### STUDY QUESTIONS
A. Extract everything from "The trigger for" down to "26 conference call." in the ocinaplon article below, copied word for word.
B. In the ocinaplon article below, what daily dose of ocinaplon does the current Phase III protocol give patients?
C. Using the ocinaplon article below, explain in one to three sentences why DOV chose to be more conservative than it otherwise would be when it suspended the trial.

### SELECTED EXTRACT
────────

This article was originally published in Pharmaceutical Approvals Monthly

Executive Summary

DOV's internal review of Phase III safety data on its anxiolytic ocinaplon will take "several months" and could result in a reduced dosing regimen

DOV's internal review of Phase III safety data on its anxiolytic ocinaplon will take "several months" and could result in a reduced dosing regimen.

Alternatively, the firm could be forced to abandon ocinaplon in favor of other gamma-amino butyric acid (GABA) modulators for anxiety currently in late-stage preclinical development, the company said.

The suspension of further dosing with ocinaplon, announced Aug. 25, represents the second time that Phase III trials for the GABA receptor agonist have been put on hold due to liver enzyme elevations.

FDA placed the Phase III program on hold in October 2003 and requested additional safety information after one Phase II patient suffered liver enzyme elevations leading to jaundice and hospitalization. The agency lifted the hold in June 2004; the program resumed last November with protocol revisions including more frequent enzyme testing.

The trigger for the current trial suspension was liver enzyme elevation in a single patient, observed during the week of Aug. 22. The patient currently has no clinical symptoms and does not require hospitalization, according to the company.

Since the program resumed last November, "several other subjects [have] shown small but persistent enzyme elevations but not to a degree sufficient to stop dosing in the clinical trial overall" until now, President and CEO Leslie Hudson, PhD, acknowledged during an Aug. 26 conference call.

"The data from the one subject could be an outlier or could represent a consistent adverse effect," DOV said. The firm noted that the 2003 case of liver enzyme elevation that led to trial cessation involved a much higher dose of ocinaplon - 270 mg per day as opposed to the current dose of 60 mg per day.

The Phase III ocinaplon study already has enrolled 200 patients out of a planned total of 373. The protocol calls for patients to receive 60 mg/day of ocinaplon or placebo for four weeks.

DOV "has notified [FDA] of its actions" and will provide the results of its interim analysis to the agency prior to re-initiation of the study, the firm said.

DOV decided to suspend the trial after consulting with its independent data monitoring committee. "In the context of a prior case of jaundice…we need to be perhaps a bit more conservative than would otherwise be the case," Senior VP-Drug Development Warren Stern, PhD, said.

While DOV declined to describe the nature of the liver function test elevations seen in its trial, the firm noted that they involved more than one enzyme.

"The general FDA standard [for liver function test abnormality] of potential clinical significance is three times the upper limit of normal or higher…. That is the general rule that DOV is following as well," Stern said.

────────

### Collected data
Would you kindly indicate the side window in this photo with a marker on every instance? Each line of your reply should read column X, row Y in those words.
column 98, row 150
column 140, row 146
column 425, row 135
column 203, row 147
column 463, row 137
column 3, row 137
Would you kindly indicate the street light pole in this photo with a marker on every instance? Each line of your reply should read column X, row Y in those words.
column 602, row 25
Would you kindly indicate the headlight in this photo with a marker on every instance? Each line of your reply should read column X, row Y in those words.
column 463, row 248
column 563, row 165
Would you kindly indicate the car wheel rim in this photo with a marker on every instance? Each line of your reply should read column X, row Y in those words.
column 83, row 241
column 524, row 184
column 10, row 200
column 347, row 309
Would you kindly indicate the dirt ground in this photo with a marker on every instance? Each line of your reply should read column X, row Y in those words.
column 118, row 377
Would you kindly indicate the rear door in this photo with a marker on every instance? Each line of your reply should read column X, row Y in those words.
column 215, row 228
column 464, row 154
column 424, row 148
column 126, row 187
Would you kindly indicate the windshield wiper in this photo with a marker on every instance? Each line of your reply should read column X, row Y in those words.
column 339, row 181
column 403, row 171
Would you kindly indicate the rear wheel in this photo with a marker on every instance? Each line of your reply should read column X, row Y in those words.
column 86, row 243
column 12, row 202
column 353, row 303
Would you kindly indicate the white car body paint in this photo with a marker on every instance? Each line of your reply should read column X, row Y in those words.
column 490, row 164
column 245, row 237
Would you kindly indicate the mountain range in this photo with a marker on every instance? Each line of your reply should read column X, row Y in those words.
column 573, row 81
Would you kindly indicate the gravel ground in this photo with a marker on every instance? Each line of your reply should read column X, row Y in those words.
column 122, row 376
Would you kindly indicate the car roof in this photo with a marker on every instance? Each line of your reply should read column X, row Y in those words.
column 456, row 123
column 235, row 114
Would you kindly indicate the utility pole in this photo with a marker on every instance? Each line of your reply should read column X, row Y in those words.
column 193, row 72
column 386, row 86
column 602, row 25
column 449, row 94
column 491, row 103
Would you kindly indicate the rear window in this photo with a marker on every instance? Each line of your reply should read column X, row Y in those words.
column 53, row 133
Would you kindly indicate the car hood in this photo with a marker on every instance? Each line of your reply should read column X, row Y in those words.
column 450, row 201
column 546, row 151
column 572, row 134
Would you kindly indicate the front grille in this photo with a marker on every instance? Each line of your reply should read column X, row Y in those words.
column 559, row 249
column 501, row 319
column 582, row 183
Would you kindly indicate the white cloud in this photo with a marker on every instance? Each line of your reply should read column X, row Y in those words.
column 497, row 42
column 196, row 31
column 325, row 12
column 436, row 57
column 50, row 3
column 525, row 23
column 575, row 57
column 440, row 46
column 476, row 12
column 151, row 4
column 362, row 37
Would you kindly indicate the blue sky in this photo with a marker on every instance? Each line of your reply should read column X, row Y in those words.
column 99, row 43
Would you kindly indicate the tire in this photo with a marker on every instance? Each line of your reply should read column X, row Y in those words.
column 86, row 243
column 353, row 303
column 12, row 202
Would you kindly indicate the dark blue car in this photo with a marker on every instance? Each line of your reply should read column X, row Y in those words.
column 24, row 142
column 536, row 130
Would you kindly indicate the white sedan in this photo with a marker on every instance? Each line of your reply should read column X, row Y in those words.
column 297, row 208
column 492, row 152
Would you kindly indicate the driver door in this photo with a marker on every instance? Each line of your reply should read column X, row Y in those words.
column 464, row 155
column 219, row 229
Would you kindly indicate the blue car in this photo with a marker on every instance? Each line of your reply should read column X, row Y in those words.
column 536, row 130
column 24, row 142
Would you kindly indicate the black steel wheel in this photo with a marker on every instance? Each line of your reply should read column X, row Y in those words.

────────

### EXERCISE SOLUTIONS
A.
The trigger for the current trial suspension was liver enzyme elevation in a single patient, observed during the week of Aug. 22. The patient currently has no clinical symptoms and does not require hospitalization, according to the company.

Since the program resumed last November, "several other subjects [have] shown small but persistent enzyme elevations but not to a degree sufficient to stop dosing in the clinical trial overall" until now, President and CEO Leslie Hudson, PhD, acknowledged during an Aug. 26 conference call.

B. 60 mg per day, for four weeks.

C. There had already been a prior case of jaundice with ocinaplon. In 2003, a Phase II patient had liver enzyme elevations that led to jaundice and hospitalization.